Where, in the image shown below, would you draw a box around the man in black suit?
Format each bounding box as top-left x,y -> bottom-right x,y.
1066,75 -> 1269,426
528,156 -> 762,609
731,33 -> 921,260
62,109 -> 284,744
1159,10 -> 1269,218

--------

Which lines in the entries above contain the word "around"? Pull out each one in full.

* Exercise output
Where, in the image shown below, would you draw a box around the man in black suit?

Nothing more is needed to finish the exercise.